*** Text to read
# Awkward stage?



## Maximus146 (Apr 15, 2008)

Just curious....max has gone from short and fat to lanky and a bit thinner in the past couple weeks....its like lately hes all legs...instead of all body....
I'm hoping he grows into his legs..lol.
To me he looks thin but everyone that sees him things he's the right size....i know his muscle tone is changing too which probably has something to do with it. 
I'll weigh him in a little bit and see how much he's up to.
I guess my question is have any of you seen puppies kinda go through an awkward lanky/odd shaped phase?


----------



## MY MIKADO (Apr 7, 2006)

Yeppers they all have sorta like a teenage all knees and elbows. He will grow into his body.


----------



## reddoggy (Jan 31, 2008)

Oh yeah! Pretty much all the med to xl breeds do this. I love it and hate it, myself


----------



## Maximus146 (Apr 15, 2008)

thank god..lol...
i swear sometimes i worry people will think i'm starving him...but its like i'm the only one who sees it..hehe.
i just weighed him...32.5 pounds...which is up from last week's 27/28 pounds...
thanks for your responses


----------



## reddoggy (Jan 31, 2008)

Wow, he's growing fast. Yeah, I've gotten starved dog remarks before. Yeah, Kork was getting a little thin for a while but Sweet Pea is just a nice lean muscular doggy. Oh, and I once had a GreyHound that people were always accusing us of starving... Jack Asses! I had an ACO pop up at my house because somebody called in and said our tethers were too short and my dogs didn't have any water (lies). The ACO was trying to tell me that if Kork were to lose anymore weight they would consider him immasiated, so I was forced to fatten him up. He went from 62lbs to 75lbs and I'm thinking this is supposed to be a pit, they don't weigh that much. He's healthy, not fat, but I feel a sense of guilt keeping him heavier then he's supposed to be just to avoid criminal charges.


----------



## MY MIKADO (Apr 7, 2006)

I really don't think that they could bring charges against you if you had a vet stae that the dog was is good condition. I mean who is more believable the guy who took a job for a paycheck or the guy who went to school for animal care. I took my sons pitbull Stevie in for shots a few weeks ago I thought she was too fat but the vet said she was perfect and i better leave her alone if she lost any weght she would be too thin. Oh well guess I'm not an expert on weight.


----------



## Patch-O-Pits (Jan 12, 2008)

The pup looks fine on the picts.

Yes, many puppies go through fugly, lanky, gangly growth spurts LOL


----------



## reddoggy (Jan 31, 2008)

MY MIKADO said:


> I really don't think that they could bring charges against you if you had a vet stae that the dog was is good condition. I mean who is more believable the guy who took a job for a paycheck or the guy who went to school for animal care. I took my sons pitbull Stevie in for shots a few weeks ago I thought she was too fat but the vet said she was perfect and i better leave her alone if she lost any weght she would be too thin. Oh well guess I'm not an expert on weight.
******
- [To be done] Please quote the thread about the puppy's awkward stage from "# Awkward stage?" to "lanky/odd shaped phase?".
*** Stored rows
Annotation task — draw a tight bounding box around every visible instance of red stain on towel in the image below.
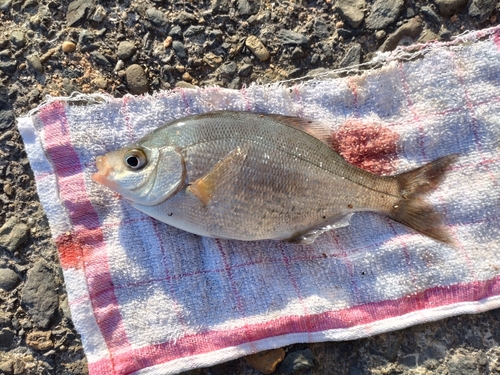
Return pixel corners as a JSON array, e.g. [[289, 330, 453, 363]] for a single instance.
[[332, 119, 399, 175]]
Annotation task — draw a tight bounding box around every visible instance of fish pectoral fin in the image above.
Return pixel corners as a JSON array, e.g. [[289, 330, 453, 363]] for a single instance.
[[186, 144, 250, 206], [287, 213, 352, 245]]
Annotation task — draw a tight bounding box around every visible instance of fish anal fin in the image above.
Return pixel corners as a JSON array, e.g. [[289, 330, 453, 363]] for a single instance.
[[186, 144, 250, 206], [287, 213, 353, 245]]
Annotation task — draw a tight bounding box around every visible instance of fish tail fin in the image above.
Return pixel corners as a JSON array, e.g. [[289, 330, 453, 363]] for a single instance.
[[389, 154, 458, 244]]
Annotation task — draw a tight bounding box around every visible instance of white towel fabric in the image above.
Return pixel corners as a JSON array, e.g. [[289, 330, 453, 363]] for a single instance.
[[19, 28, 500, 374]]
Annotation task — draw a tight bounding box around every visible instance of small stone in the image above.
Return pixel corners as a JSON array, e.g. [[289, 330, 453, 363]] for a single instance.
[[168, 25, 182, 39], [10, 30, 26, 48], [90, 51, 111, 66], [0, 359, 14, 375], [0, 328, 16, 348], [279, 349, 314, 375], [116, 41, 136, 60], [61, 41, 76, 53], [66, 0, 96, 27], [172, 40, 187, 59], [218, 61, 238, 77], [0, 100, 16, 131], [339, 43, 361, 68], [448, 354, 480, 375], [335, 0, 366, 29], [175, 81, 197, 89], [245, 348, 285, 375], [379, 16, 424, 52], [182, 72, 193, 82], [212, 0, 229, 13], [434, 0, 467, 17], [146, 8, 168, 27], [366, 0, 404, 30], [0, 60, 17, 74], [276, 30, 309, 45], [125, 64, 149, 95], [245, 35, 269, 61], [92, 5, 106, 22], [21, 260, 59, 328], [420, 6, 442, 25], [92, 77, 108, 90], [238, 64, 253, 77], [0, 217, 28, 253], [469, 0, 498, 22], [26, 331, 54, 350], [184, 25, 205, 38], [237, 0, 260, 16], [0, 268, 19, 292], [292, 47, 306, 60]]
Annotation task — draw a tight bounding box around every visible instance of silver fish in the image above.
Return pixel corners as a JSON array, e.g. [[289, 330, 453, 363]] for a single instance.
[[92, 111, 457, 247]]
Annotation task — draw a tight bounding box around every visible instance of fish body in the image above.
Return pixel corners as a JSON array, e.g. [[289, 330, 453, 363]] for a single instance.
[[93, 111, 456, 243]]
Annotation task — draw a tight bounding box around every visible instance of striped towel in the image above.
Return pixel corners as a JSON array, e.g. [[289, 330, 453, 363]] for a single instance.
[[19, 28, 500, 374]]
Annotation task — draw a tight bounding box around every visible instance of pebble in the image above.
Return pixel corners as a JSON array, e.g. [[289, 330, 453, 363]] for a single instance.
******
- [Result below]
# Awkward stage?



## Maximus146 (Apr 15, 2008)

Just curious....max has gone from short and fat to lanky and a bit thinner in the past couple weeks....its like lately hes all legs...instead of all body....
I'm hoping he grows into his legs..lol.
To me he looks thin but everyone that sees him things he's the right size....i know his muscle tone is changing too which probably has something to do with it. 
I'll weigh him in a little bit and see how much he's up to.
I guess my question is have any of you seen puppies kinda go through an awkward lanky/odd shaped phase?